◆ TEKS BACAAN
============
Namun perubahan ketentuan mengenai Kekuasaan Kehakiman saat ini dirasakan  tidak berdampak banyak perubahan kondisi peradilan, khususnya badan peradilan    yang  berada  dibawah  Mahkamah  Agung.  Kebebasan  lembaga  pengadilan,  kebebasan  hakim  sebagai  ketentuan  konstitusionil  yang  kemudian  digariskan  dalam perundang-undangan disebut sebagai salah satu aspek esensil, bahkan unsur  fundamental  dan  conditio  qua  non  dalam  negara  hukum  bagi  Indonesia  (Oemar  Seno  Adji.  1985:  251).  Dijabarkan  lebih  lanjut  oleh  Barda  Nawawi  Arief  mengenai  kekuasaan  kehakiman  ini  sangatlah  luas,  tidak  hanya  terbatas  pada  kekuasaan  mengadili,  namun  mencakup  kekuasaan  menegakkan  hukum  dalam  seluruh  proses  penegakan  hukum.  Hal  ini  mencakup  pula  pada  dataran  administratif, keuangan,  dan personilnya dalam segala proses penegakan  hukum  di negeri ini (Barda Nawawi Arief, 1999: 3).
============
◆ SOAL LATIHAN
a – Tentukan apakah pernyataan berikut sesuai dengan teks tentang kekuasaan kehakiman, jawab ya atau tidak, dan kutip kata-kata teks yang menentukannya: (i) Menurut Barda Nawawi Arief, kekuasaan kehakiman terbatas pada kekuasaan mengadili. (ii) Perubahan ketentuan mengenai Kekuasaan Kehakiman dirasakan tidak berdampak banyak pada kondisi peradilan. (iii) Kebebasan hakim disebut sebagai unsur fundamental dalam negara hukum bagi Indonesia.
b – Teruskan teks tentang kekuasaan kehakiman, mulai setelah kalimat terakhirnya.

[Catatan yang termuat dalam sebuah set data]
============
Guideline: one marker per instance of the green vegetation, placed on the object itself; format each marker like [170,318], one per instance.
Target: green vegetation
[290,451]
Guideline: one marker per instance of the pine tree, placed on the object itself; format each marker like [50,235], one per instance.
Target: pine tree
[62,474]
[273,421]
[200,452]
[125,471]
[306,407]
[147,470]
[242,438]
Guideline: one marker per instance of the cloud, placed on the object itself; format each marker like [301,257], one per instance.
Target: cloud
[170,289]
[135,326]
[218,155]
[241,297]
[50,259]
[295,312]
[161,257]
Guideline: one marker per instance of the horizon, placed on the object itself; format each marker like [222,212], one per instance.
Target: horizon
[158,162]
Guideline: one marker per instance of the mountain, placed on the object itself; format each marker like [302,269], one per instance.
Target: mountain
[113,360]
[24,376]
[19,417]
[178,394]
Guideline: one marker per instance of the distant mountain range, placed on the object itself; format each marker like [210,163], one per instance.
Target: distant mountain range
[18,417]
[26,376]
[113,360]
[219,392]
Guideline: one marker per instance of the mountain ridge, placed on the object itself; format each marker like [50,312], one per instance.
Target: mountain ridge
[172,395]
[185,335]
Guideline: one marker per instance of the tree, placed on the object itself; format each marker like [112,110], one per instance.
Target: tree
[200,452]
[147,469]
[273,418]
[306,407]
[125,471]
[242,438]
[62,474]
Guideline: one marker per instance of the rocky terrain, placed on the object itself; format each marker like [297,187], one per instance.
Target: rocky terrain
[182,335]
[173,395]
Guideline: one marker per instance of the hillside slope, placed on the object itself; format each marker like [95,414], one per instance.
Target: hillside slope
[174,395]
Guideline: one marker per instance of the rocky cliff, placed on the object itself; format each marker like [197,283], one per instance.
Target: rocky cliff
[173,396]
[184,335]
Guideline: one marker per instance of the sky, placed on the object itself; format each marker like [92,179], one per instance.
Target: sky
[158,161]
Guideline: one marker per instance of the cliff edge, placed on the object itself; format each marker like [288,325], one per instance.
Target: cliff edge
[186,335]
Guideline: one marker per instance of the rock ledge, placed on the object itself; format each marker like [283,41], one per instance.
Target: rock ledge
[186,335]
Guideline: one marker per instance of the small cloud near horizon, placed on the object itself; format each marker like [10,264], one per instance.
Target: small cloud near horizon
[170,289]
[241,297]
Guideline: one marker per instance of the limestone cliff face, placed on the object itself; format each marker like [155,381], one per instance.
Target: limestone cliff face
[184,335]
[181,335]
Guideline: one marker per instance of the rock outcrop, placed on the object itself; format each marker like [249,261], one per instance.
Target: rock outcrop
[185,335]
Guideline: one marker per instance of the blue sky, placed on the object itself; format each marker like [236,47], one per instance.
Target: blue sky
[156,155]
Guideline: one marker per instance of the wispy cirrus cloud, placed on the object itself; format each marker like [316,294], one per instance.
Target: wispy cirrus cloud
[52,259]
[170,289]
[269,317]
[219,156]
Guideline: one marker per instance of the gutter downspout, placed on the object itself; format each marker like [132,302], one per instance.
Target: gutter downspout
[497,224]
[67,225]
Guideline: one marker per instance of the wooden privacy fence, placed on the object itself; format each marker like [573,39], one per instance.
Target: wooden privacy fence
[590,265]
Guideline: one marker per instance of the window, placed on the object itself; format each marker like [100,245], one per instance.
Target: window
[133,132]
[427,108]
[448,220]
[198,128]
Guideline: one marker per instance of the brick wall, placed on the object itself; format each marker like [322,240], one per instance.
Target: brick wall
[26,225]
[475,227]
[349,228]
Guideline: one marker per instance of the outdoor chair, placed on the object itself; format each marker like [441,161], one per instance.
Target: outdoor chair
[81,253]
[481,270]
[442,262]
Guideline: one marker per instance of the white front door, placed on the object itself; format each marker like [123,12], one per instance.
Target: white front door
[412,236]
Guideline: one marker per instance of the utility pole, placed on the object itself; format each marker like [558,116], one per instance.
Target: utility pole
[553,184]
============
◆ JAWABAN YANG DIHARAPKAN
a –
(i) Tidak: "tidak hanya terbatas pada kekuasaan mengadili"
(ii) Ya: "dirasakan tidak berdampak banyak perubahan kondisi peradilan"
(iii) Ya: "unsur fundamental dan conditio qua non dalam negara hukum bagi Indonesia"

b –
Aspek  lain  dari  jaminan  independesi  kekuasaan  kehakiman  adalah akuntabilitas atau pertanggungjawaban. Keberadaan akuntabilitas penting artinya  untuk  memastikan  bahwa  Independesi  kekuasaan  kehakiman  tidak  digunakan  untuk  hal-hal  lain  diluar  kepentingan  menegakkan  hukum  dan  keadilan,  hal  ini  menjadi salah satu parameter penting tentang terwujud atau tidaknya Independesi  kekuasaan  kehakiman  dalam  praktek  penegakan  hukum.  Bila  tidak  ada  mekanisme ini, maka lembaga peradilan akan menjadi lembaga yang tak tersentuh  (antouchable) atau bahkan menjadi tirani yudisial, yang pada akhirnya justru akan  merobohkan prinsip Independesi kekuasaan kehakiman itu sendiri. Akuntabilitas  sesungguhnya  untuk  menjaga  hakim  dan  pengadilan  dari  praktek-praktek  penyalahgunaan  kekuasaan  kehakiman  untuk  kepentingan  pribadi  dan/atau  kelompok  sehingga  dengan  demikian  akan  menegakkan  prinsip  Independensi  kekuasaan kehakiman itu sendiri.
Berdasarkan uraian diatas penulis tertarik untuk melakukan penelitian dan  penulisan  tentang  Pelaksanaan  Independensi  dan  Akuntabilitas  Kekuasaan  Kehakiman  Yang  Merdeka  (Studi  Terhadap  Kinerja  Hakim  Pengadilan  Tindak  Pidana Korupsi Semarang).
  B.  Rumusan Masalah.
Berangkat  dari  latar  belakang  yang  telah  diuraikan  sebelumnya,  penulis  menyusun  sebuah  rumusan  masalah  untuk  dikaji  dalam   pembahasan.  Adapun  rumusan masalah yang akan dibahas dalam penelitian ini adalah :.
1.  Bagaimanakah  pelaksanaan  independensi  dan  akuntabilitas  hakim  di  Pengadilan Tipikor Semarang ?.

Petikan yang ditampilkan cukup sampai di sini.